**EXERCISE**. What lines of the data hold the string "open"? Pull each one out.

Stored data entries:
=====

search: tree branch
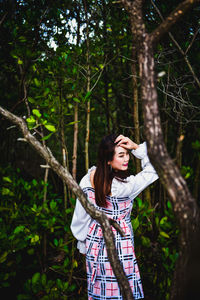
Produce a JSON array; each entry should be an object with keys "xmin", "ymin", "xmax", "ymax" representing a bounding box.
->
[
  {"xmin": 0, "ymin": 105, "xmax": 134, "ymax": 300},
  {"xmin": 150, "ymin": 0, "xmax": 200, "ymax": 45},
  {"xmin": 151, "ymin": 0, "xmax": 200, "ymax": 89},
  {"xmin": 0, "ymin": 12, "xmax": 8, "ymax": 26}
]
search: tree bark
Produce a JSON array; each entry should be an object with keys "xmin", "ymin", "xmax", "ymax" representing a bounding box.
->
[
  {"xmin": 120, "ymin": 0, "xmax": 200, "ymax": 299},
  {"xmin": 131, "ymin": 44, "xmax": 140, "ymax": 173}
]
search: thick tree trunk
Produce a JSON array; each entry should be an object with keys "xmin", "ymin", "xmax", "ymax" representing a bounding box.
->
[
  {"xmin": 120, "ymin": 0, "xmax": 200, "ymax": 299},
  {"xmin": 139, "ymin": 32, "xmax": 200, "ymax": 300}
]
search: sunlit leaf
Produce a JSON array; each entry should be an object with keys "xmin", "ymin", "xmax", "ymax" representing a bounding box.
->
[
  {"xmin": 32, "ymin": 109, "xmax": 41, "ymax": 118},
  {"xmin": 160, "ymin": 231, "xmax": 170, "ymax": 238},
  {"xmin": 44, "ymin": 124, "xmax": 56, "ymax": 132},
  {"xmin": 3, "ymin": 177, "xmax": 12, "ymax": 183}
]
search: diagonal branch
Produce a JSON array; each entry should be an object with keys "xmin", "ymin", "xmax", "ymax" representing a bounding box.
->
[
  {"xmin": 0, "ymin": 105, "xmax": 134, "ymax": 300},
  {"xmin": 151, "ymin": 0, "xmax": 200, "ymax": 89},
  {"xmin": 150, "ymin": 0, "xmax": 200, "ymax": 45},
  {"xmin": 0, "ymin": 12, "xmax": 8, "ymax": 26},
  {"xmin": 185, "ymin": 26, "xmax": 200, "ymax": 54}
]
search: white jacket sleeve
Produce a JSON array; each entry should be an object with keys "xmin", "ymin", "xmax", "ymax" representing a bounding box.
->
[
  {"xmin": 70, "ymin": 177, "xmax": 92, "ymax": 254},
  {"xmin": 129, "ymin": 142, "xmax": 159, "ymax": 199}
]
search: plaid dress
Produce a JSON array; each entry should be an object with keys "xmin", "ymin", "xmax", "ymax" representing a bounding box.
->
[
  {"xmin": 84, "ymin": 187, "xmax": 144, "ymax": 300},
  {"xmin": 71, "ymin": 142, "xmax": 158, "ymax": 299}
]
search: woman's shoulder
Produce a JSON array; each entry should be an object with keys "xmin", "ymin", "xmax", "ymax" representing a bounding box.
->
[
  {"xmin": 111, "ymin": 175, "xmax": 135, "ymax": 197},
  {"xmin": 79, "ymin": 166, "xmax": 96, "ymax": 189},
  {"xmin": 90, "ymin": 169, "xmax": 95, "ymax": 188}
]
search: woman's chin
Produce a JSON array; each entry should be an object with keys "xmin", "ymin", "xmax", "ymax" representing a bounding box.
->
[{"xmin": 121, "ymin": 166, "xmax": 128, "ymax": 170}]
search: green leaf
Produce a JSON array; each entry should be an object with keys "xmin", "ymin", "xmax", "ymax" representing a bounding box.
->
[
  {"xmin": 73, "ymin": 259, "xmax": 78, "ymax": 268},
  {"xmin": 64, "ymin": 257, "xmax": 69, "ymax": 267},
  {"xmin": 50, "ymin": 200, "xmax": 57, "ymax": 210},
  {"xmin": 160, "ymin": 231, "xmax": 170, "ymax": 238},
  {"xmin": 26, "ymin": 116, "xmax": 36, "ymax": 124},
  {"xmin": 34, "ymin": 78, "xmax": 40, "ymax": 87},
  {"xmin": 32, "ymin": 179, "xmax": 37, "ymax": 186},
  {"xmin": 28, "ymin": 97, "xmax": 35, "ymax": 104},
  {"xmin": 73, "ymin": 97, "xmax": 80, "ymax": 103},
  {"xmin": 41, "ymin": 274, "xmax": 47, "ymax": 286},
  {"xmin": 2, "ymin": 187, "xmax": 14, "ymax": 196},
  {"xmin": 84, "ymin": 91, "xmax": 91, "ymax": 102},
  {"xmin": 41, "ymin": 132, "xmax": 53, "ymax": 141},
  {"xmin": 19, "ymin": 36, "xmax": 26, "ymax": 42},
  {"xmin": 65, "ymin": 208, "xmax": 73, "ymax": 214},
  {"xmin": 160, "ymin": 216, "xmax": 168, "ymax": 225},
  {"xmin": 167, "ymin": 201, "xmax": 172, "ymax": 210},
  {"xmin": 18, "ymin": 58, "xmax": 23, "ymax": 65},
  {"xmin": 0, "ymin": 251, "xmax": 8, "ymax": 263},
  {"xmin": 141, "ymin": 236, "xmax": 151, "ymax": 247},
  {"xmin": 31, "ymin": 234, "xmax": 40, "ymax": 244},
  {"xmin": 54, "ymin": 239, "xmax": 58, "ymax": 247},
  {"xmin": 56, "ymin": 278, "xmax": 63, "ymax": 289},
  {"xmin": 32, "ymin": 272, "xmax": 40, "ymax": 285},
  {"xmin": 44, "ymin": 124, "xmax": 56, "ymax": 132},
  {"xmin": 14, "ymin": 225, "xmax": 25, "ymax": 234},
  {"xmin": 32, "ymin": 109, "xmax": 42, "ymax": 118},
  {"xmin": 136, "ymin": 197, "xmax": 142, "ymax": 208},
  {"xmin": 132, "ymin": 216, "xmax": 139, "ymax": 231},
  {"xmin": 3, "ymin": 176, "xmax": 12, "ymax": 183},
  {"xmin": 63, "ymin": 282, "xmax": 69, "ymax": 291},
  {"xmin": 66, "ymin": 121, "xmax": 80, "ymax": 126}
]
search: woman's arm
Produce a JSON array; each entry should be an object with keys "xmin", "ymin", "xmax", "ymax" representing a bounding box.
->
[
  {"xmin": 129, "ymin": 142, "xmax": 159, "ymax": 199},
  {"xmin": 70, "ymin": 175, "xmax": 92, "ymax": 254},
  {"xmin": 70, "ymin": 198, "xmax": 92, "ymax": 254}
]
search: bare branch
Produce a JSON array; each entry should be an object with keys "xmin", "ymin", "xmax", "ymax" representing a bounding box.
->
[
  {"xmin": 185, "ymin": 26, "xmax": 200, "ymax": 54},
  {"xmin": 0, "ymin": 12, "xmax": 8, "ymax": 26},
  {"xmin": 151, "ymin": 0, "xmax": 200, "ymax": 89},
  {"xmin": 0, "ymin": 105, "xmax": 134, "ymax": 300},
  {"xmin": 150, "ymin": 0, "xmax": 200, "ymax": 45}
]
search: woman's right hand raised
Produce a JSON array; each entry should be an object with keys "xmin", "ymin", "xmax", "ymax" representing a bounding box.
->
[{"xmin": 115, "ymin": 135, "xmax": 139, "ymax": 150}]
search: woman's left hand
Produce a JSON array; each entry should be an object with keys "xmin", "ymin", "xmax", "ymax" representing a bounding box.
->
[{"xmin": 115, "ymin": 135, "xmax": 139, "ymax": 150}]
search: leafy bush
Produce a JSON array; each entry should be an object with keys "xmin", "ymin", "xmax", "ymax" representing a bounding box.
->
[
  {"xmin": 132, "ymin": 195, "xmax": 178, "ymax": 300},
  {"xmin": 0, "ymin": 166, "xmax": 86, "ymax": 299}
]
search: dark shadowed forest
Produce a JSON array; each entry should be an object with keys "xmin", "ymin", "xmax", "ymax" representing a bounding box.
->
[{"xmin": 0, "ymin": 0, "xmax": 200, "ymax": 299}]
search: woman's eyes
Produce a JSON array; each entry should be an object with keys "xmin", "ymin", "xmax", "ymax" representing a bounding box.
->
[{"xmin": 118, "ymin": 153, "xmax": 129, "ymax": 158}]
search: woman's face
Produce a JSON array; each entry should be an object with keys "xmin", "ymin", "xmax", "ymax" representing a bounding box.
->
[{"xmin": 108, "ymin": 146, "xmax": 130, "ymax": 171}]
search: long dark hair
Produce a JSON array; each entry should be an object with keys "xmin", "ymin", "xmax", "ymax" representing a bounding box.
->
[{"xmin": 94, "ymin": 133, "xmax": 128, "ymax": 207}]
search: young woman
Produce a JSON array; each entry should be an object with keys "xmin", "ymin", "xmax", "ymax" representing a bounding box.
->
[{"xmin": 71, "ymin": 134, "xmax": 158, "ymax": 299}]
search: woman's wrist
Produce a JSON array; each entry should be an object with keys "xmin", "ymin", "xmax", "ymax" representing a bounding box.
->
[{"xmin": 131, "ymin": 143, "xmax": 139, "ymax": 150}]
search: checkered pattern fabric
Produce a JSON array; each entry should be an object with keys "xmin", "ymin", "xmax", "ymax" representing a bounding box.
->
[{"xmin": 84, "ymin": 187, "xmax": 144, "ymax": 299}]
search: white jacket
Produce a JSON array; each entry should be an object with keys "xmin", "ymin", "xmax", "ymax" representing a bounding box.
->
[{"xmin": 70, "ymin": 142, "xmax": 158, "ymax": 254}]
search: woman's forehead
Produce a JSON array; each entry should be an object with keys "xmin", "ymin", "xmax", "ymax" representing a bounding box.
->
[{"xmin": 114, "ymin": 146, "xmax": 128, "ymax": 154}]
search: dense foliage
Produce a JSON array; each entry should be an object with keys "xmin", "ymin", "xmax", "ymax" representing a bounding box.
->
[{"xmin": 0, "ymin": 0, "xmax": 200, "ymax": 299}]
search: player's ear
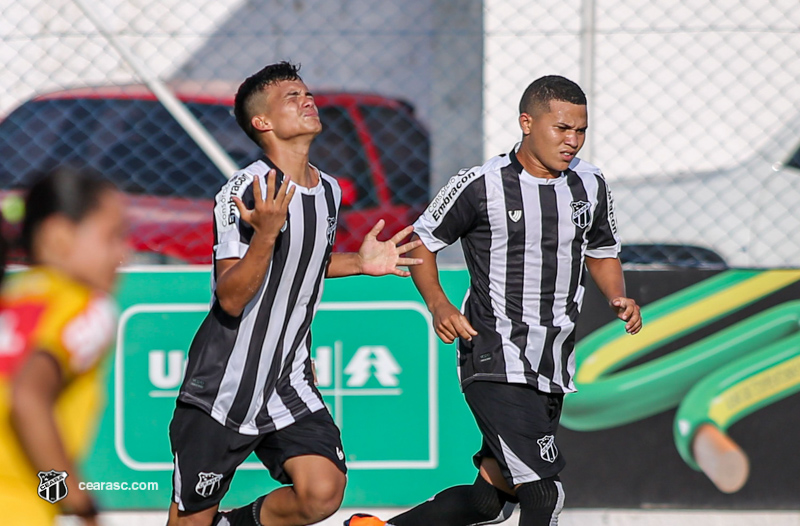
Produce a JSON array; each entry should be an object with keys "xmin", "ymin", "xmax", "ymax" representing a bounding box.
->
[
  {"xmin": 35, "ymin": 216, "xmax": 75, "ymax": 261},
  {"xmin": 519, "ymin": 112, "xmax": 533, "ymax": 135},
  {"xmin": 252, "ymin": 115, "xmax": 272, "ymax": 133}
]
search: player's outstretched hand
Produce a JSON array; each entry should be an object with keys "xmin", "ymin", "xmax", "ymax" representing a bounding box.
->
[
  {"xmin": 232, "ymin": 169, "xmax": 295, "ymax": 240},
  {"xmin": 431, "ymin": 300, "xmax": 478, "ymax": 344},
  {"xmin": 610, "ymin": 296, "xmax": 642, "ymax": 334},
  {"xmin": 358, "ymin": 219, "xmax": 423, "ymax": 277}
]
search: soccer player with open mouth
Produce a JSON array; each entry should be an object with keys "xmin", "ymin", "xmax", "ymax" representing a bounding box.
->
[{"xmin": 166, "ymin": 62, "xmax": 423, "ymax": 526}]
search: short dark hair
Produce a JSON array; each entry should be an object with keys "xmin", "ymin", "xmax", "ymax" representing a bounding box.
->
[
  {"xmin": 519, "ymin": 75, "xmax": 586, "ymax": 116},
  {"xmin": 234, "ymin": 61, "xmax": 303, "ymax": 145},
  {"xmin": 21, "ymin": 166, "xmax": 116, "ymax": 261}
]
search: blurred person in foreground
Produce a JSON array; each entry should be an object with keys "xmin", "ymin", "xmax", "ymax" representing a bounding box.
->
[
  {"xmin": 167, "ymin": 61, "xmax": 421, "ymax": 526},
  {"xmin": 0, "ymin": 168, "xmax": 127, "ymax": 525},
  {"xmin": 347, "ymin": 76, "xmax": 642, "ymax": 526}
]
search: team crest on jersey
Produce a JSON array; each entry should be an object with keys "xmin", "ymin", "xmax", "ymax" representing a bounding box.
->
[
  {"xmin": 195, "ymin": 472, "xmax": 223, "ymax": 498},
  {"xmin": 570, "ymin": 200, "xmax": 591, "ymax": 229},
  {"xmin": 508, "ymin": 210, "xmax": 522, "ymax": 223},
  {"xmin": 537, "ymin": 435, "xmax": 559, "ymax": 463},
  {"xmin": 326, "ymin": 216, "xmax": 337, "ymax": 245},
  {"xmin": 37, "ymin": 470, "xmax": 69, "ymax": 504}
]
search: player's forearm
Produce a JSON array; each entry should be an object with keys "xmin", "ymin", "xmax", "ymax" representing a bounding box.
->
[
  {"xmin": 408, "ymin": 241, "xmax": 450, "ymax": 312},
  {"xmin": 11, "ymin": 381, "xmax": 71, "ymax": 474},
  {"xmin": 216, "ymin": 232, "xmax": 277, "ymax": 316},
  {"xmin": 326, "ymin": 253, "xmax": 361, "ymax": 278},
  {"xmin": 585, "ymin": 256, "xmax": 626, "ymax": 302},
  {"xmin": 10, "ymin": 368, "xmax": 94, "ymax": 513}
]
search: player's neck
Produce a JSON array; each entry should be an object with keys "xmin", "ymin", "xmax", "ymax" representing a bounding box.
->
[
  {"xmin": 516, "ymin": 145, "xmax": 560, "ymax": 179},
  {"xmin": 262, "ymin": 140, "xmax": 317, "ymax": 188}
]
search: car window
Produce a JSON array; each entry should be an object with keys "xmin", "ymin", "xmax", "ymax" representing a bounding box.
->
[
  {"xmin": 310, "ymin": 106, "xmax": 376, "ymax": 209},
  {"xmin": 619, "ymin": 243, "xmax": 727, "ymax": 269},
  {"xmin": 359, "ymin": 104, "xmax": 429, "ymax": 205},
  {"xmin": 0, "ymin": 99, "xmax": 81, "ymax": 187},
  {"xmin": 0, "ymin": 97, "xmax": 419, "ymax": 208},
  {"xmin": 0, "ymin": 98, "xmax": 228, "ymax": 198}
]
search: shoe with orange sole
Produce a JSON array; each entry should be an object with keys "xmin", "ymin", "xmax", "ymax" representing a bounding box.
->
[{"xmin": 344, "ymin": 513, "xmax": 387, "ymax": 526}]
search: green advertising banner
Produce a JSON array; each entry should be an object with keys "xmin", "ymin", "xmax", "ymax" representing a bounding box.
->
[
  {"xmin": 80, "ymin": 267, "xmax": 800, "ymax": 511},
  {"xmin": 84, "ymin": 268, "xmax": 478, "ymax": 510}
]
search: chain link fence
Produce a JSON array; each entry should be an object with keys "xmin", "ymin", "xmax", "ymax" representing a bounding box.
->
[{"xmin": 1, "ymin": 0, "xmax": 799, "ymax": 267}]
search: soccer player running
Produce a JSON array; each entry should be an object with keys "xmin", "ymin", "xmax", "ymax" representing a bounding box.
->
[
  {"xmin": 167, "ymin": 62, "xmax": 423, "ymax": 526},
  {"xmin": 347, "ymin": 76, "xmax": 642, "ymax": 526},
  {"xmin": 0, "ymin": 168, "xmax": 128, "ymax": 525}
]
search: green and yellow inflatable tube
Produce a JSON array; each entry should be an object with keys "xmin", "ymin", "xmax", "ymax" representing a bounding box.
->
[
  {"xmin": 562, "ymin": 269, "xmax": 800, "ymax": 492},
  {"xmin": 674, "ymin": 313, "xmax": 800, "ymax": 492}
]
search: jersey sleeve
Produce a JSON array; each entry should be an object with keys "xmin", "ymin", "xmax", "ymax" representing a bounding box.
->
[
  {"xmin": 585, "ymin": 175, "xmax": 621, "ymax": 258},
  {"xmin": 213, "ymin": 170, "xmax": 256, "ymax": 260},
  {"xmin": 36, "ymin": 294, "xmax": 118, "ymax": 380},
  {"xmin": 413, "ymin": 168, "xmax": 482, "ymax": 252}
]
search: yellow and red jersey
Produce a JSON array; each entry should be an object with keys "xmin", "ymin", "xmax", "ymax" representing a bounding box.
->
[{"xmin": 0, "ymin": 267, "xmax": 117, "ymax": 525}]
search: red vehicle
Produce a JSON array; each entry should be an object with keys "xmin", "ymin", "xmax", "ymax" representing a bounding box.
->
[{"xmin": 0, "ymin": 83, "xmax": 430, "ymax": 263}]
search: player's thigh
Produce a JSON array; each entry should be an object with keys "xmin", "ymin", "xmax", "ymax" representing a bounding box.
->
[
  {"xmin": 284, "ymin": 454, "xmax": 346, "ymax": 503},
  {"xmin": 169, "ymin": 401, "xmax": 259, "ymax": 514},
  {"xmin": 465, "ymin": 381, "xmax": 566, "ymax": 487},
  {"xmin": 479, "ymin": 456, "xmax": 515, "ymax": 495},
  {"xmin": 254, "ymin": 409, "xmax": 347, "ymax": 499}
]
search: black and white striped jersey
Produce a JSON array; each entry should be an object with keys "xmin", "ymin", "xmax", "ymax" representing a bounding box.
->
[
  {"xmin": 178, "ymin": 159, "xmax": 341, "ymax": 435},
  {"xmin": 413, "ymin": 146, "xmax": 620, "ymax": 394}
]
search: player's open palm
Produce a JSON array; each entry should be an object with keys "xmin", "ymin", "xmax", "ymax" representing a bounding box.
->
[
  {"xmin": 358, "ymin": 220, "xmax": 424, "ymax": 277},
  {"xmin": 232, "ymin": 169, "xmax": 295, "ymax": 239}
]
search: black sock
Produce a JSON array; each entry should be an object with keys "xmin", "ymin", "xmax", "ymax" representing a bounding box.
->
[
  {"xmin": 516, "ymin": 478, "xmax": 564, "ymax": 526},
  {"xmin": 389, "ymin": 475, "xmax": 516, "ymax": 526},
  {"xmin": 213, "ymin": 496, "xmax": 266, "ymax": 526}
]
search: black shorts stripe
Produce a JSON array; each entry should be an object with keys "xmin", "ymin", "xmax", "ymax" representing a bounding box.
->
[
  {"xmin": 170, "ymin": 401, "xmax": 345, "ymax": 512},
  {"xmin": 465, "ymin": 381, "xmax": 565, "ymax": 486}
]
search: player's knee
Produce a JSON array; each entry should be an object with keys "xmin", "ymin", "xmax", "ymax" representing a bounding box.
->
[
  {"xmin": 294, "ymin": 472, "xmax": 346, "ymax": 522},
  {"xmin": 516, "ymin": 477, "xmax": 564, "ymax": 516}
]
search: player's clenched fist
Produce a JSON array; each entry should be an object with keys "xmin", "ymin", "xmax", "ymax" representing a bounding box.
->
[
  {"xmin": 610, "ymin": 296, "xmax": 642, "ymax": 335},
  {"xmin": 232, "ymin": 169, "xmax": 296, "ymax": 239},
  {"xmin": 431, "ymin": 301, "xmax": 478, "ymax": 344}
]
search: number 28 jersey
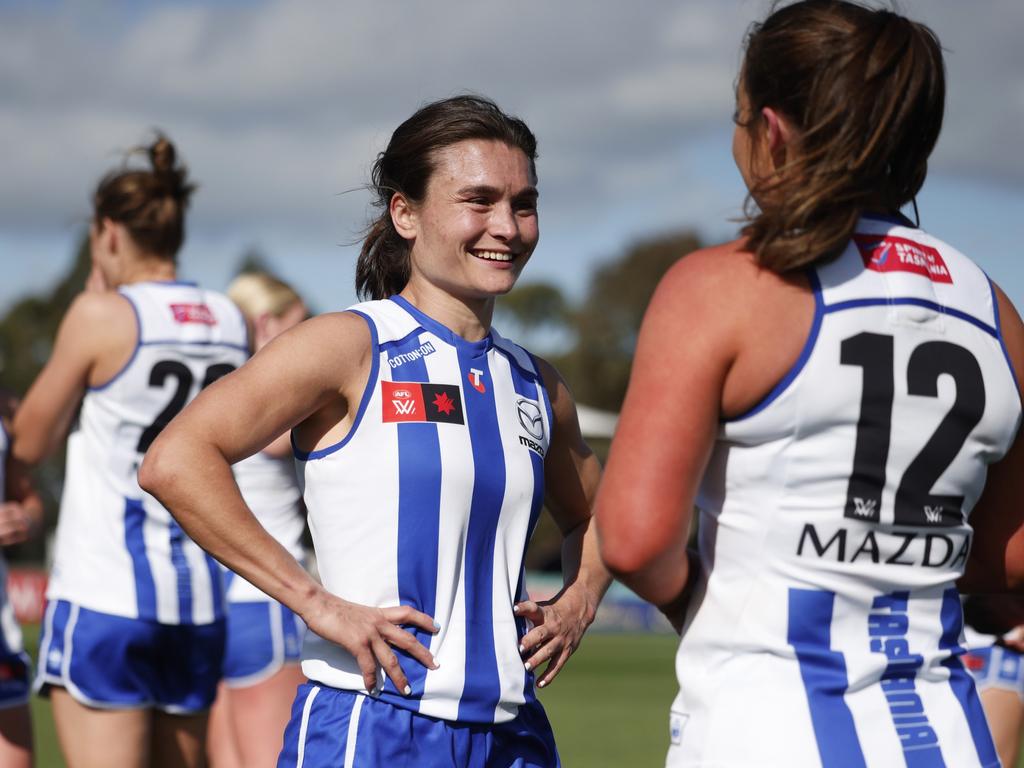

=====

**RESPONSE**.
search: soccer player with open mouth
search: player's open palm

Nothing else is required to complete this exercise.